* [WRITTEN EXERCISE]: Which lines below contain the word "blossom"? Case counts. Copy out each matching line.
## Start GIVEN INFORMATION
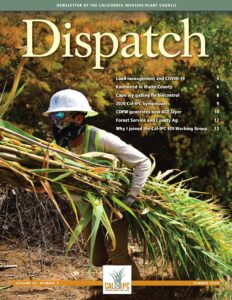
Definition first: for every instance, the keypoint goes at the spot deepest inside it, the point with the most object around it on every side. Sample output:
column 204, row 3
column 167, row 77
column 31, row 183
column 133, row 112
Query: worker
column 69, row 111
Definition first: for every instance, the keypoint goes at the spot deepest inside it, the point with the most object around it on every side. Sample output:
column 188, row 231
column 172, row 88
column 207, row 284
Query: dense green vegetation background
column 205, row 155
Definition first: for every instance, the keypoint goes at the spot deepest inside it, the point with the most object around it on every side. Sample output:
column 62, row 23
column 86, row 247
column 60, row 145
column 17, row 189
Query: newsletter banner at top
column 117, row 5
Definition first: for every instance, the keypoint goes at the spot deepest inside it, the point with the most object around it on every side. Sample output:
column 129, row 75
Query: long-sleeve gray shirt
column 131, row 157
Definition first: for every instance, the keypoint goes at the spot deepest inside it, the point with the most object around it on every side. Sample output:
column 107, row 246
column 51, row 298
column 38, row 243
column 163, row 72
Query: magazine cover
column 115, row 150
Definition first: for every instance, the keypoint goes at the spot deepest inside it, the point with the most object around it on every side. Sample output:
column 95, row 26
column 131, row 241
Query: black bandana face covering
column 64, row 136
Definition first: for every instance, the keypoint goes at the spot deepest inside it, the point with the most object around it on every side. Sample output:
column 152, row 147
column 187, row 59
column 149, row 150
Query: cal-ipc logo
column 116, row 279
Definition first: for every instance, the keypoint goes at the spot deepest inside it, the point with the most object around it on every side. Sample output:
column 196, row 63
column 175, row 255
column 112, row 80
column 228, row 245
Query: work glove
column 128, row 201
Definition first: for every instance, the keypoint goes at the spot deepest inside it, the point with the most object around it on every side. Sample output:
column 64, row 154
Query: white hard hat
column 70, row 100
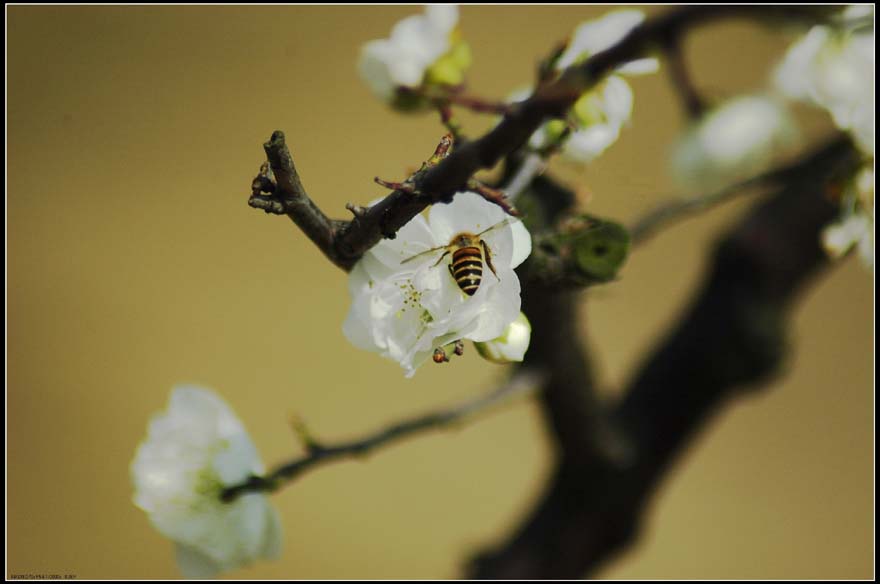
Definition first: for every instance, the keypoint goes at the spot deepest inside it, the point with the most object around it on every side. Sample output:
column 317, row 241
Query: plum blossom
column 855, row 227
column 423, row 49
column 599, row 114
column 405, row 301
column 734, row 139
column 832, row 67
column 510, row 347
column 193, row 450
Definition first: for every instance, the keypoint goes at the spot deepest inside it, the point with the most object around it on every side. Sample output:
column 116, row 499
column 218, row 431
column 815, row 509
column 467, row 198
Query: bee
column 468, row 251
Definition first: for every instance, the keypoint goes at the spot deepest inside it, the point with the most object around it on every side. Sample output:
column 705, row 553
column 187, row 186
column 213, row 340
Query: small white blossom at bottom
column 510, row 347
column 734, row 139
column 192, row 452
column 405, row 305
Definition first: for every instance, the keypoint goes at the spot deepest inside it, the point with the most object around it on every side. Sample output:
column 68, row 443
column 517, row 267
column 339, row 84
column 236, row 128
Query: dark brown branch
column 678, row 209
column 288, row 197
column 731, row 339
column 676, row 65
column 345, row 243
column 523, row 382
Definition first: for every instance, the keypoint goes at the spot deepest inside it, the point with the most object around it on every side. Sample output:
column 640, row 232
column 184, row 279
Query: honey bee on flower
column 404, row 305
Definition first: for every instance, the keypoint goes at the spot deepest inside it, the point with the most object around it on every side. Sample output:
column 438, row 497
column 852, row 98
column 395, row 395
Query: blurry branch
column 679, row 209
column 523, row 382
column 730, row 339
column 345, row 242
column 693, row 103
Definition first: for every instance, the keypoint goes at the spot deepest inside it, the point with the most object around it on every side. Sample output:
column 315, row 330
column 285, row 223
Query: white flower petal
column 511, row 346
column 737, row 138
column 401, row 60
column 443, row 17
column 195, row 565
column 585, row 145
column 834, row 69
column 192, row 451
column 404, row 311
column 597, row 35
column 640, row 67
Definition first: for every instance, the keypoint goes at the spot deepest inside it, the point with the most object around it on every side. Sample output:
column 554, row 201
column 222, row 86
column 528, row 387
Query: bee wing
column 424, row 253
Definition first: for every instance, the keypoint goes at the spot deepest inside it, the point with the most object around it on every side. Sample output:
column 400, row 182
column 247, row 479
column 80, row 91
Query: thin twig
column 523, row 382
column 532, row 165
column 693, row 103
column 345, row 243
column 678, row 209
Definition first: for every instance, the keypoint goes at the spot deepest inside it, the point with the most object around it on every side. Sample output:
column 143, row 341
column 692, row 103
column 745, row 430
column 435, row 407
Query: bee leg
column 437, row 263
column 489, row 259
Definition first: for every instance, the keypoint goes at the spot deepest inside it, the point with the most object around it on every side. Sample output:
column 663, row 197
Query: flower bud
column 511, row 346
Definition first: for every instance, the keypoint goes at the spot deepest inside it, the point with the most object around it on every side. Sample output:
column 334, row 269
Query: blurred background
column 134, row 264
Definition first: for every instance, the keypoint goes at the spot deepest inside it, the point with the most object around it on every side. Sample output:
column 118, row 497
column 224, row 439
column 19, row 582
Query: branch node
column 493, row 196
column 356, row 210
column 406, row 186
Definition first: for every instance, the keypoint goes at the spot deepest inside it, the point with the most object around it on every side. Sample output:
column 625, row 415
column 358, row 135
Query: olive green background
column 134, row 263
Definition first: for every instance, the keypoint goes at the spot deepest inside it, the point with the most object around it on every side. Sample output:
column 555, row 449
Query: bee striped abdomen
column 467, row 268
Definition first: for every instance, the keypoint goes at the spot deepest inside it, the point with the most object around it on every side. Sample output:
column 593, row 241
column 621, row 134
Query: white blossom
column 599, row 114
column 192, row 452
column 405, row 309
column 736, row 138
column 832, row 67
column 511, row 346
column 855, row 228
column 422, row 48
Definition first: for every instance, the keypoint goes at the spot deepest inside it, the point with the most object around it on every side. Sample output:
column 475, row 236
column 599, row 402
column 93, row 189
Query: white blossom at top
column 602, row 112
column 417, row 43
column 510, row 347
column 833, row 67
column 406, row 310
column 737, row 138
column 855, row 228
column 192, row 451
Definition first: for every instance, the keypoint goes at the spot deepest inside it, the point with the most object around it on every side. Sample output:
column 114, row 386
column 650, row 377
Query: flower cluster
column 832, row 67
column 405, row 300
column 855, row 227
column 424, row 50
column 192, row 452
column 599, row 114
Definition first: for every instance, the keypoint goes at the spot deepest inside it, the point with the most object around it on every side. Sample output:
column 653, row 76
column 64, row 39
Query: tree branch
column 731, row 338
column 676, row 210
column 523, row 382
column 345, row 242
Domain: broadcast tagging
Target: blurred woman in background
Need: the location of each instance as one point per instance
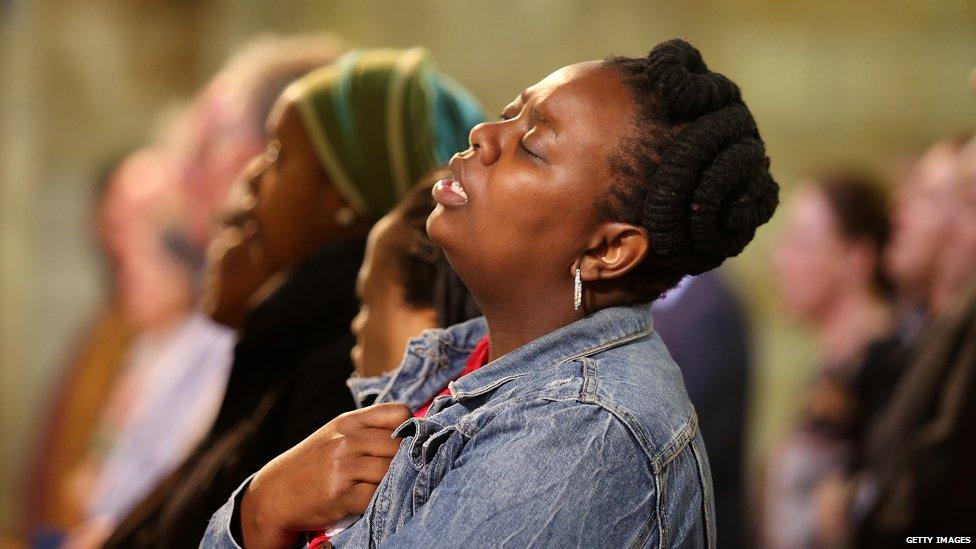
(345, 143)
(829, 273)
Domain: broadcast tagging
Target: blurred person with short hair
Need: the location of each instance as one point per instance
(717, 376)
(919, 222)
(345, 143)
(918, 474)
(173, 398)
(829, 274)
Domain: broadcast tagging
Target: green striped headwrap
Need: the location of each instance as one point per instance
(380, 119)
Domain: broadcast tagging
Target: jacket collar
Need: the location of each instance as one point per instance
(438, 356)
(599, 331)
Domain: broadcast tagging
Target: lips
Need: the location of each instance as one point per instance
(449, 193)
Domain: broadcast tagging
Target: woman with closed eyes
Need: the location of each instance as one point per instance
(558, 419)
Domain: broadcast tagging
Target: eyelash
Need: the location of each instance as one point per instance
(522, 146)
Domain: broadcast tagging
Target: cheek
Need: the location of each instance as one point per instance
(286, 207)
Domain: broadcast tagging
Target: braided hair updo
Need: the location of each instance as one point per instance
(695, 174)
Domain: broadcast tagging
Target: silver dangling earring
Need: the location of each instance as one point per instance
(577, 291)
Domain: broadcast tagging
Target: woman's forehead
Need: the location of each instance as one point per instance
(587, 95)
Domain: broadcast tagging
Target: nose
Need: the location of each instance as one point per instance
(253, 171)
(356, 326)
(485, 143)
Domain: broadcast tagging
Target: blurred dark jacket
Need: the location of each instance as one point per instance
(919, 477)
(703, 325)
(288, 379)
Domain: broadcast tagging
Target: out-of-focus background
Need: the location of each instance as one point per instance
(830, 82)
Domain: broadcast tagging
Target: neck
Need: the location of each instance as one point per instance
(518, 321)
(854, 320)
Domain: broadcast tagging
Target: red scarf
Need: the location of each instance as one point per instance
(477, 359)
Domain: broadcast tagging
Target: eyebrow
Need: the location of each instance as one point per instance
(537, 115)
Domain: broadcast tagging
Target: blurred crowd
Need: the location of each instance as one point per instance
(244, 293)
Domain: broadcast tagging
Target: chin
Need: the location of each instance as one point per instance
(440, 228)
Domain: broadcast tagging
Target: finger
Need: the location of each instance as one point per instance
(388, 415)
(356, 499)
(374, 441)
(366, 469)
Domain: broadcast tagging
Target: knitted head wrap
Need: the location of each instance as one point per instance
(380, 119)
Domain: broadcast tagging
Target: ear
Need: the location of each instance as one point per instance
(615, 250)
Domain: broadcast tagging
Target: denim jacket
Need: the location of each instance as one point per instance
(584, 437)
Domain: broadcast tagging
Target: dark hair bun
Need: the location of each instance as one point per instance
(683, 83)
(712, 188)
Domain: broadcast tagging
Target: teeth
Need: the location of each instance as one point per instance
(456, 187)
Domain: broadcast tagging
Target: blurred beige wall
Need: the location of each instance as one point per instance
(829, 81)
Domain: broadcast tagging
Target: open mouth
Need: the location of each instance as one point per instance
(449, 193)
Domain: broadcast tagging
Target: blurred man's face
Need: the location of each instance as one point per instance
(957, 265)
(811, 261)
(920, 223)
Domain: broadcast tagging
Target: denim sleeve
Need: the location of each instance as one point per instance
(218, 534)
(554, 474)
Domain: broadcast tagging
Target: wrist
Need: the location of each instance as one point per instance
(258, 526)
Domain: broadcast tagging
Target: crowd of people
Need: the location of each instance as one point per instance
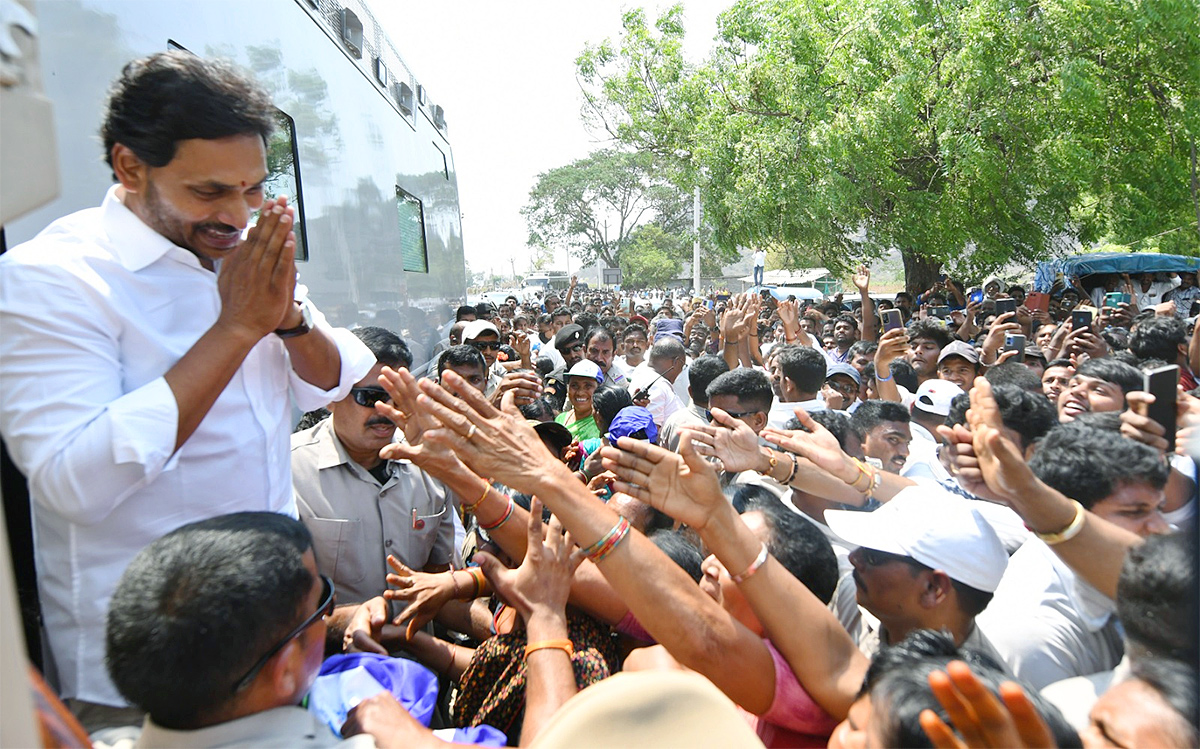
## End GIVEN INFORMATION
* [RESPONSE TO THIS TASK]:
Query: plum blossom
Query: small white blossom at bottom
Query: white blossom
Query: white blossom at top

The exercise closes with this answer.